Short task a :: Copy the rows from the line containing "Target: stone building facade" through the last row, inclusive, reproducing each line without change.

Document passage ::
□ □ □ □
Sunday, September 04, 2011

Juliana Spahr, Fuck You-Aloha-I Love You


There are these things that are
important to me and they speak of
how all is not right with the world
yet still all is right.

At the hardcore show the singer
was screaming fuck-you-aloha-I-
love-you-fuck-you-aloha-I-love-
you. (“things”)
I've been enjoying the echoes and repetitions of Juliana Spahr's Fuck You-Aloha-I Love You (Middletown, CT: Wesleyan University Press, 2001), something very evident in her subsequent collections, including This Connection of Everyone With Lungs (University of California Press, 2005).  

Fuck You-Aloha-I Love You is constructed out of seven long poems, seven poem-thoughts, poem-breaths, writing (as Lyn Hejinian describes on the cover copy) “a daringly aggressive ambivalence, one that is obvious in the goodbye-hello message of the book's title but becomes far more complicated as the poems' sequences query feature after feature of the author's cultural locale.”
□ □ □ □
Excerpts of pointing data

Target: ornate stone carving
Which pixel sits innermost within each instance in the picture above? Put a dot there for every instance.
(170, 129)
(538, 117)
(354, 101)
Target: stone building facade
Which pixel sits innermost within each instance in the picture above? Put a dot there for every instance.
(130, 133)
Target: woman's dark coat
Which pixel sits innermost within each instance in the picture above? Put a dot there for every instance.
□ □ □ □
Short task b :: In the post on Juliana Spahr's poetry collection, rewrite the passage between "Juliana Spahr, Fuck" and "California Press, 2005).", inclusive, putting "vocalist" in place of "singer".

Correct result a ::
Target: stone building facade
Which pixel sits innermost within each instance in the picture above? Put a dot there for every instance.
(130, 133)
Target: woman's dark coat
Which pixel sits innermost within each instance in the picture above? Put a dot there for every instance.

Correct result b ::
Juliana Spahr, Fuck You-Aloha-I Love You


There are these things that are
important to me and they speak of
how all is not right with the world
yet still all is right.

At the hardcore show the vocalist
was screaming fuck-you-aloha-I-
love-you-fuck-you-aloha-I-love-
you. (“things”)
I've been enjoying the echoes and repetitions of Juliana Spahr's Fuck You-Aloha-I Love You (Middletown, CT: Wesleyan University Press, 2001), something very evident in her subsequent collections, including This Connection of Everyone With Lungs (University of California Press, 2005).